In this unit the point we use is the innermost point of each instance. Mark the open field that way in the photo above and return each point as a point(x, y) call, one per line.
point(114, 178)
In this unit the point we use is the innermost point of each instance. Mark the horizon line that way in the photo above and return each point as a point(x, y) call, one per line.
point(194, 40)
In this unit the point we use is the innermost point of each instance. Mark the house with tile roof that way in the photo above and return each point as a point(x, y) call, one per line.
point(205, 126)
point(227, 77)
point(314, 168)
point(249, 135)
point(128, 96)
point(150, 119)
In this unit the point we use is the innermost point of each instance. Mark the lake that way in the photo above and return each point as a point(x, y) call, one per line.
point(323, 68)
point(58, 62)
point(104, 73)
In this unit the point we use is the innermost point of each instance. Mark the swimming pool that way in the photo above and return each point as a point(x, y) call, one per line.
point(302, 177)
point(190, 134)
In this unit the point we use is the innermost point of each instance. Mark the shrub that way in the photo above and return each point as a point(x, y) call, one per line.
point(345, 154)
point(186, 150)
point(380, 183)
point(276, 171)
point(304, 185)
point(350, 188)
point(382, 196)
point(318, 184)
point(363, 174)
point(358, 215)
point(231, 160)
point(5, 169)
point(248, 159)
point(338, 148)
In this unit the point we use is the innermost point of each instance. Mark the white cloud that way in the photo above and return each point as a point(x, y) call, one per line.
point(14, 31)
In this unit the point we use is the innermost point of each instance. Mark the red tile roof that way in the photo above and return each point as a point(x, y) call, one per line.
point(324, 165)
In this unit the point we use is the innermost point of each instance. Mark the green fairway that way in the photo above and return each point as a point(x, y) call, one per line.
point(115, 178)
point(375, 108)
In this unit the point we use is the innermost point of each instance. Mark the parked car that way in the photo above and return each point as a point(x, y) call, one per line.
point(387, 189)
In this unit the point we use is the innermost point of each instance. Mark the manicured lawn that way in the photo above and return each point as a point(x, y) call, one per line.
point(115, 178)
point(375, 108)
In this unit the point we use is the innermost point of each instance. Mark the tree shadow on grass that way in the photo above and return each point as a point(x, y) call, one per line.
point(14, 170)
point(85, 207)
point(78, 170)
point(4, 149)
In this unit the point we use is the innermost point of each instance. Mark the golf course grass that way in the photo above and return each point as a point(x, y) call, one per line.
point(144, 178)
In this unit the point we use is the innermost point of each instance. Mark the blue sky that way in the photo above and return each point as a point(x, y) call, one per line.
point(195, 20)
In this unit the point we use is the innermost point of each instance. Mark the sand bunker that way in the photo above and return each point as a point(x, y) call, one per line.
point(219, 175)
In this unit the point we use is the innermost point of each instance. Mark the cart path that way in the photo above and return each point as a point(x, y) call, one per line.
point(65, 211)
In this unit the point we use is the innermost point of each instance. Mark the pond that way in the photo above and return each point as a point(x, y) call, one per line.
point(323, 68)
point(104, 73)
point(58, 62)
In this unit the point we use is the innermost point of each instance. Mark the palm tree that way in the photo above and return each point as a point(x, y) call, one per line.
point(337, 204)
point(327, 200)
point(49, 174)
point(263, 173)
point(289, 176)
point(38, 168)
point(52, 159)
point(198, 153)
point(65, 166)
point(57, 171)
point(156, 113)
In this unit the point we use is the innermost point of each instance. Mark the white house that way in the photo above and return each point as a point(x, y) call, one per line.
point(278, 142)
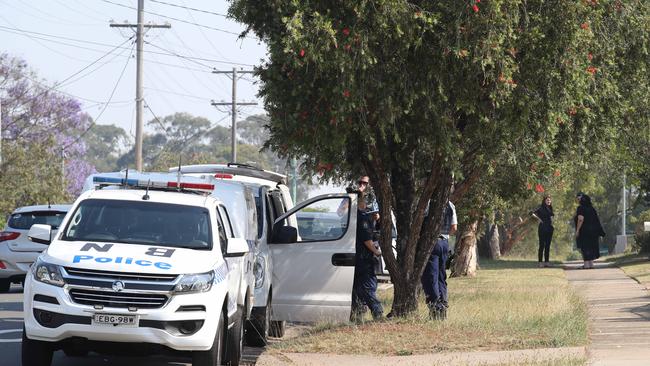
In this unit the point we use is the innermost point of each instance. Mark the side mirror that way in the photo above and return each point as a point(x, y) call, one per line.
point(40, 233)
point(284, 234)
point(237, 247)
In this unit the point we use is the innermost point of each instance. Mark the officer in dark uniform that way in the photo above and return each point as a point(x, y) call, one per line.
point(364, 288)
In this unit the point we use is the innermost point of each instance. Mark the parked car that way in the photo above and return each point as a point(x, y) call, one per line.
point(17, 252)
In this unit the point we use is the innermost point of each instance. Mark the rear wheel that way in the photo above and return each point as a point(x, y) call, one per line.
point(5, 284)
point(212, 357)
point(36, 353)
point(257, 328)
point(276, 329)
point(235, 341)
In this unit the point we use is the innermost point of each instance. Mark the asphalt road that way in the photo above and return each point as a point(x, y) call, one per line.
point(11, 325)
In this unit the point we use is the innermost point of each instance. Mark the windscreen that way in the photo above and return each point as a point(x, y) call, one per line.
point(136, 222)
point(25, 220)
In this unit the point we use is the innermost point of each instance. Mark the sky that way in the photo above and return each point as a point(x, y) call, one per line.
point(59, 38)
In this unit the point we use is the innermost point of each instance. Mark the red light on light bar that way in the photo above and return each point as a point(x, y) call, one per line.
point(8, 235)
point(223, 176)
point(202, 186)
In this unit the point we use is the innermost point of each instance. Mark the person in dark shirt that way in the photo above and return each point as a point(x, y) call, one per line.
point(544, 213)
point(364, 288)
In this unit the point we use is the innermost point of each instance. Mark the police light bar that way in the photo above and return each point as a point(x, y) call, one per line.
point(139, 183)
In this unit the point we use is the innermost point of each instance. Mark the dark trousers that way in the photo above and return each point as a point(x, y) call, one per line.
point(545, 236)
point(364, 288)
point(434, 278)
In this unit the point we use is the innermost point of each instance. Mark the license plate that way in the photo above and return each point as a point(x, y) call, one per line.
point(115, 319)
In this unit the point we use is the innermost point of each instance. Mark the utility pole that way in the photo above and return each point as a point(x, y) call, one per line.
point(234, 104)
point(139, 126)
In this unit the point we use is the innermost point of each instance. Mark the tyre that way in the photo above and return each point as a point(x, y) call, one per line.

**Exercise directions**
Convert all the items above into a Markdown table with the columns Row and Line. Give each nonblank line its own numbered row, skip blank lines, and leave the pictures out of the answer.

**The response**
| Row | Line |
|---|---|
| 1 | In this unit the point we use is the innermost point of each instance. Mark the open field that way in the photo above and return each point as a point(x, y) call, one per line. |
| 2 | point(114, 178) |
| 3 | In this unit the point we use is the innermost point of each instance. Mark the horizon line that way in the photo above and return each point as a point(x, y) call, one per line. |
| 4 | point(194, 40) |
| 5 | In this unit the point we use is the innermost point of each instance. Mark the house with tile roof that way in the photo above and return each point as a point(x, y) call, one per line. |
| 6 | point(205, 126) |
| 7 | point(227, 77) |
| 8 | point(314, 168) |
| 9 | point(249, 135) |
| 10 | point(128, 96) |
| 11 | point(150, 119) |
| 12 | In this unit the point we use is the innermost point of each instance. Mark the lake that way in the photo above and return each point as a point(x, y) call, one per line. |
| 13 | point(323, 68) |
| 14 | point(58, 62) |
| 15 | point(104, 73) |
| 16 | In this unit the point we use is the innermost point of each instance. Mark the swimming pool that way in the photo above and return each point as a point(x, y) call, one per line. |
| 17 | point(302, 177) |
| 18 | point(190, 134) |
| 19 | In this unit the point we use is the innermost point of each instance. Mark the shrub that way in the photo above and return each point as a point(x, y) call, one per line. |
| 20 | point(345, 154) |
| 21 | point(186, 150) |
| 22 | point(380, 183) |
| 23 | point(276, 171) |
| 24 | point(304, 185) |
| 25 | point(350, 188) |
| 26 | point(382, 196) |
| 27 | point(318, 184) |
| 28 | point(363, 174) |
| 29 | point(358, 215) |
| 30 | point(231, 160) |
| 31 | point(5, 169) |
| 32 | point(248, 159) |
| 33 | point(338, 148) |
| 34 | In this unit the point we use is the innermost point of each instance. Mark the white cloud that way in the photo above and return each point as a point(x, y) call, one per line. |
| 35 | point(14, 31) |
| 36 | In this unit the point we use is the innermost point of each instance. Mark the red tile roof that way in the photo above and return each point as a point(x, y) call, one per line. |
| 37 | point(324, 165) |
| 38 | In this unit the point we use is the innermost point of each instance. Mark the green fairway that way in the photo above and return each point as a point(x, y) call, one per line. |
| 39 | point(115, 178) |
| 40 | point(375, 108) |
| 41 | In this unit the point we use is the innermost point of each instance. Mark the parked car that way in the photo above and return each point as a point(x, y) call, one per line. |
| 42 | point(387, 189) |
| 43 | In this unit the point we use is the innermost point of each instance. Mark the manicured lawn that way in the photo above and return each point as a point(x, y) call, one per line. |
| 44 | point(115, 178) |
| 45 | point(375, 108) |
| 46 | In this unit the point we use is the innermost point of each instance. Mark the tree shadow on grass that way in the photo above and return each point as a point(x, y) call, one per line. |
| 47 | point(14, 170) |
| 48 | point(85, 207) |
| 49 | point(78, 170) |
| 50 | point(4, 149) |
| 51 | In this unit the point we use is the innermost point of each instance. Mark the golf course grass that way in the photo above and return each point as a point(x, y) call, one per line. |
| 52 | point(144, 178) |
| 53 | In this unit the point we use is the innermost point of each instance. Mark the blue sky that way in the photo above and return each point as a point(x, y) call, one per line. |
| 54 | point(195, 20) |
| 55 | In this unit the point we use is the innermost point of each instance. Mark the sand bunker that way in the photo above and return each point as a point(x, y) call, one per line. |
| 56 | point(219, 175) |
| 57 | In this unit the point we use is the innermost point of each instance. Mark the cart path that way in the photo above and return each point as a point(x, y) call, one per line. |
| 58 | point(65, 211) |
| 59 | In this unit the point we use is the innermost point of each instance. Mark the pond that way in the photo above and return each point as a point(x, y) call, one per line. |
| 60 | point(323, 68) |
| 61 | point(104, 73) |
| 62 | point(58, 62) |
| 63 | In this unit the point we use is the innermost point of each instance. Mark the palm tree that way in the photo above and return each point as a point(x, y) call, one per line. |
| 64 | point(337, 204) |
| 65 | point(327, 200) |
| 66 | point(49, 174) |
| 67 | point(263, 173) |
| 68 | point(289, 176) |
| 69 | point(38, 168) |
| 70 | point(52, 159) |
| 71 | point(198, 153) |
| 72 | point(65, 166) |
| 73 | point(57, 171) |
| 74 | point(156, 113) |
| 75 | In this unit the point we use is the innermost point of each instance. Mark the white house that way in the photo above and return each point as a point(x, y) call, one per line. |
| 76 | point(278, 142) |
| 77 | In this unit the point we use is the innermost point of each instance. Mark the side mirror that way in the photo above and return each point as a point(x, y) call, one per line. |
| 78 | point(40, 233) |
| 79 | point(284, 234) |
| 80 | point(237, 247) |
| 81 | In this unit the point we use is the innermost point of each instance. Mark the officer in dark uniform that way in the photo above and return each point as a point(x, y) call, one per line. |
| 82 | point(364, 288) |
| 83 | In this unit the point we use is the innermost point of each instance. Mark the parked car that way in the photo above and return each point as a point(x, y) call, one per line. |
| 84 | point(17, 252) |
| 85 | In this unit the point we use is the innermost point of each instance. Mark the rear wheel that way in the photo above and return each point as a point(x, y) call, one per line. |
| 86 | point(5, 284) |
| 87 | point(212, 357) |
| 88 | point(36, 353) |
| 89 | point(257, 328) |
| 90 | point(276, 329) |
| 91 | point(235, 341) |
| 92 | In this unit the point we use is the innermost point of each instance. Mark the asphalt road that way in the photo above and return each point as a point(x, y) call, one per line. |
| 93 | point(11, 325) |
| 94 | In this unit the point we use is the innermost point of each instance. Mark the windscreen that way in the photo above and return each point as a point(x, y) call, one per line. |
| 95 | point(136, 222) |
| 96 | point(25, 220) |
| 97 | In this unit the point we use is the innermost point of each instance. Mark the sky that way in the photo above and return each point as a point(x, y) call, one per line. |
| 98 | point(59, 38) |
| 99 | In this unit the point we use is the innermost point of each instance. Mark the red light on light bar that way in the photo above and return each point as a point(x, y) call, one per line. |
| 100 | point(8, 235) |
| 101 | point(223, 176) |
| 102 | point(202, 186) |
| 103 | In this unit the point we use is the innermost point of each instance. Mark the person in dark shirt that way in the photo above and return each point as a point(x, y) call, one per line. |
| 104 | point(544, 213) |
| 105 | point(364, 288) |
| 106 | In this unit the point we use is the innermost point of each instance. Mark the police light bar that way in the photo above and return each point as a point(x, y) call, one per line. |
| 107 | point(139, 183) |
| 108 | In this unit the point we use is the innermost point of each instance. Mark the dark trousers that way in the photo above and return each point as a point(x, y) call, one per line. |
| 109 | point(545, 236) |
| 110 | point(364, 288) |
| 111 | point(434, 278) |
| 112 | In this unit the point we use is the innermost point of each instance. Mark the license plate that way in the photo above and return each point as a point(x, y) call, one per line. |
| 113 | point(115, 319) |
| 114 | In this unit the point we use is the innermost point of each instance. Mark the utility pole that way in the photo above and return each point as a point(x, y) call, one per line. |
| 115 | point(234, 104) |
| 116 | point(139, 126) |
| 117 | In this unit the point we use is the innermost point of each instance. Mark the tyre that way in the photo above and return each point as a point(x, y) call, one per line. |